Every line in the records below that holds the word "hand" is to be copied.

TASK INPUT:
····················

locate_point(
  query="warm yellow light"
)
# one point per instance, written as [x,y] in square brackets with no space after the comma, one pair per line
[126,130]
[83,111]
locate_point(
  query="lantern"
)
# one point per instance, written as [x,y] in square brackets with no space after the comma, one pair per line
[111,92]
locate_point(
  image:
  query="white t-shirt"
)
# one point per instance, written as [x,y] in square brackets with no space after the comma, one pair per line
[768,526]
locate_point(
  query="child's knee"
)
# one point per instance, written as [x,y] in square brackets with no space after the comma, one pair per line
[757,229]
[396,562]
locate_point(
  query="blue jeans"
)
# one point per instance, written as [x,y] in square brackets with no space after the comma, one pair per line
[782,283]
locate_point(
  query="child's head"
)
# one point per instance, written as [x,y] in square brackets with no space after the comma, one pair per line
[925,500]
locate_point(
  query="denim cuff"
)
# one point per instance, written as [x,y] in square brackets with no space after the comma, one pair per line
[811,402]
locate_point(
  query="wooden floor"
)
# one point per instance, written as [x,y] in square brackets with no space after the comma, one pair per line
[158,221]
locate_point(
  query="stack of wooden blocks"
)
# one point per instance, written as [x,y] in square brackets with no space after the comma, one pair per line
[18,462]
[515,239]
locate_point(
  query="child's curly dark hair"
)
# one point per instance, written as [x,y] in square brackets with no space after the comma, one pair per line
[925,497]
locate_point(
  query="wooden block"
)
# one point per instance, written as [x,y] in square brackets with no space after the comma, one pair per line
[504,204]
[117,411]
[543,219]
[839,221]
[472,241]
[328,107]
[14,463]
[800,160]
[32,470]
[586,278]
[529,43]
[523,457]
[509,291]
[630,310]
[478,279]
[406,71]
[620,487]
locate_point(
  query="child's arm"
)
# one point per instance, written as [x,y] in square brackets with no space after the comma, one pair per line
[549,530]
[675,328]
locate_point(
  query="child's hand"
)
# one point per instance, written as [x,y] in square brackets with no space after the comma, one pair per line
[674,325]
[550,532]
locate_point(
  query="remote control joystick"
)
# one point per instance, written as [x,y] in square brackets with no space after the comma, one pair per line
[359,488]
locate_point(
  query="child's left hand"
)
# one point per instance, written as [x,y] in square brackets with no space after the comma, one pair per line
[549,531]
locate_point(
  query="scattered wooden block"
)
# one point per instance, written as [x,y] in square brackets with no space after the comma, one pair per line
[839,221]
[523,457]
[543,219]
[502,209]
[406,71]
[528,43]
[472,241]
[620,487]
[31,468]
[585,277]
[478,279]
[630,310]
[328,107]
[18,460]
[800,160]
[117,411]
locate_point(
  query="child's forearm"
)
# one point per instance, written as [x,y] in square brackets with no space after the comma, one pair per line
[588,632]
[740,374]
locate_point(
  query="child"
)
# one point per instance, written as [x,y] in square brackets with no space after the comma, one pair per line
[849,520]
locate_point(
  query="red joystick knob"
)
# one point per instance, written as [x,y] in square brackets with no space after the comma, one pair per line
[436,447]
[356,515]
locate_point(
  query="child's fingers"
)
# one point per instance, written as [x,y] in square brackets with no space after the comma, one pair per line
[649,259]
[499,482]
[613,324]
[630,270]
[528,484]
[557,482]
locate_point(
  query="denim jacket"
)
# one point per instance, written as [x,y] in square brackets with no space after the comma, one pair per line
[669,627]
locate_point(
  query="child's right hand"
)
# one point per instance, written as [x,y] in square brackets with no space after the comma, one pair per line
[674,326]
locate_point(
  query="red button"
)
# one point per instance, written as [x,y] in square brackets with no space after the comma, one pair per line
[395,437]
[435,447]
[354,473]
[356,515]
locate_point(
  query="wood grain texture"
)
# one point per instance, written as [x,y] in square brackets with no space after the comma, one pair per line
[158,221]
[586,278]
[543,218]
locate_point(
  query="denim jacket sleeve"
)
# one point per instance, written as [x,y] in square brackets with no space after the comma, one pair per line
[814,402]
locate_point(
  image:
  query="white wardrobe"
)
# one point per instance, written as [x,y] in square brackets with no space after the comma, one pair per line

····················

SOLUTION:
  query="child's hand"
  query="child's left hand"
  query="child's right hand"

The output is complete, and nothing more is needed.